*Exercise description*
Repeat exactly the lines below that lie between the line with "the white lane" and the line with "the white pole", counting both of those lines as part of the answer.

*Provided records*
· · · · · · ·
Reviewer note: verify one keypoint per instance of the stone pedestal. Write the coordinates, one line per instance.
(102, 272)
· · · · · · ·
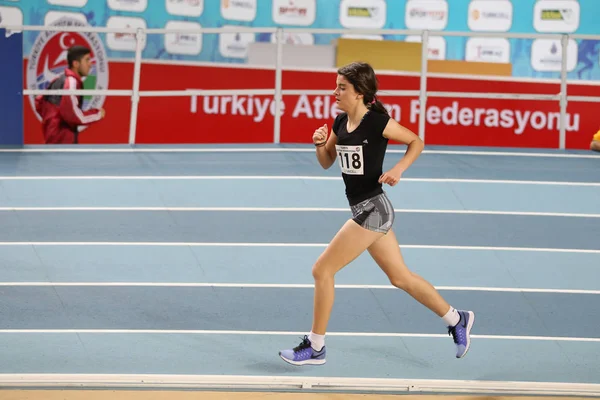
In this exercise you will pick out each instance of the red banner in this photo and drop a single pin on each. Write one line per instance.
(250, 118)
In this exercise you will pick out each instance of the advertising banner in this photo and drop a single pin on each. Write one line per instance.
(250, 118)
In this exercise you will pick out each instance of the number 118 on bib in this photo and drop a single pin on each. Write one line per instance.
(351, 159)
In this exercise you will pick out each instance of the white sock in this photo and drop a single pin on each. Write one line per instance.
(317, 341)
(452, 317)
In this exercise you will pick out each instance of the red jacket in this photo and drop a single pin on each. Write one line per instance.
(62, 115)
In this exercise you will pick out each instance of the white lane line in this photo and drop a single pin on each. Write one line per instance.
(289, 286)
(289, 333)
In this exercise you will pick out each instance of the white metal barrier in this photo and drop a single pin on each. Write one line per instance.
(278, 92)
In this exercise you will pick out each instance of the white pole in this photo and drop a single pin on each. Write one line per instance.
· · · · · · ·
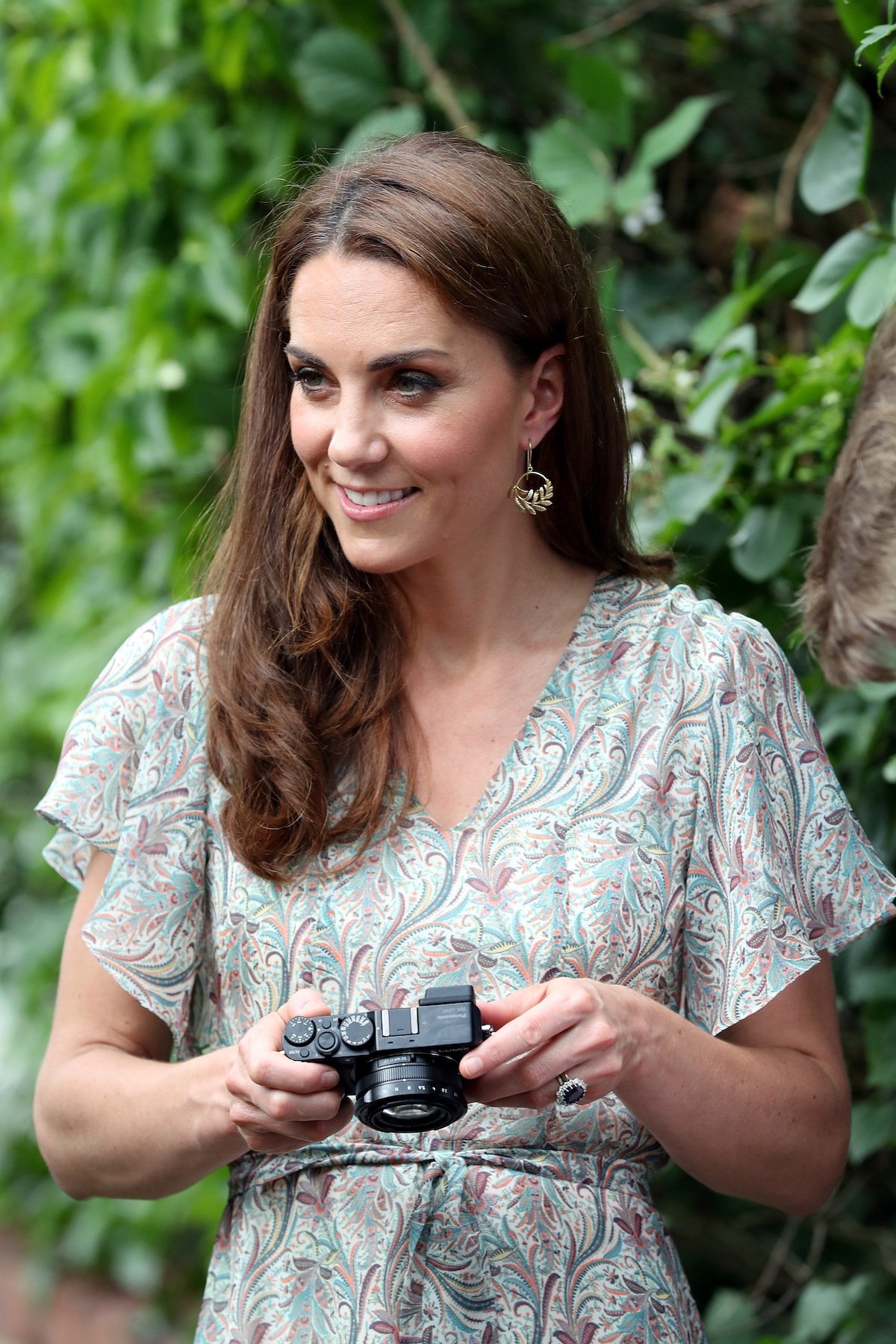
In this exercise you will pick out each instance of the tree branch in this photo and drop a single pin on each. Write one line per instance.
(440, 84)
· · · · · · ·
*Reply to the task*
In this exercise you will pick out each instance of the white lane line in this photo and drop a single pin on each. Write one line per instance.
(289, 286)
(289, 333)
In this exercise you will pick out each instance of the white metal barrier in this photo and drop a single pin on each. Write one line per instance.
(278, 92)
In this exercise you will pick out each instance of the white pole in this photo and drop a single pin on each. Write one line per instance.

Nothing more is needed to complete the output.